### [AIM OF THE TASK]
Render all of the items below as a two-column CSV with the columns item_text and answer, one row per item. Put each field in quotes and replace its line breaks with spaces.

#### RECORDS TO USE ####

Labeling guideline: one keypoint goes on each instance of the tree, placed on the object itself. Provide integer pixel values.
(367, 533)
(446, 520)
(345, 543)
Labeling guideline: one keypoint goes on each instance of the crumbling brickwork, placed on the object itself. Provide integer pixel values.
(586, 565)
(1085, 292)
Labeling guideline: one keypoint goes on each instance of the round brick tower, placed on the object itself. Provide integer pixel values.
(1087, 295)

####

### [RESPONSE TO THIS EXERCISE]
item_text,answer
"Labeling guideline: one keypoint goes on each instance of the tree, placed on the object itself. Provide integer pixel values.","(367, 533) (446, 520) (345, 543)"
"Labeling guideline: one keypoint goes on each instance of the crumbling brickwork, placed on the object itself. Provide integer pixel values.","(586, 565) (1085, 292)"
"Labeling guideline: one keypoint goes on each instance of the round brick tower, placed on the object itself. Provide integer pixel values.","(1087, 295)"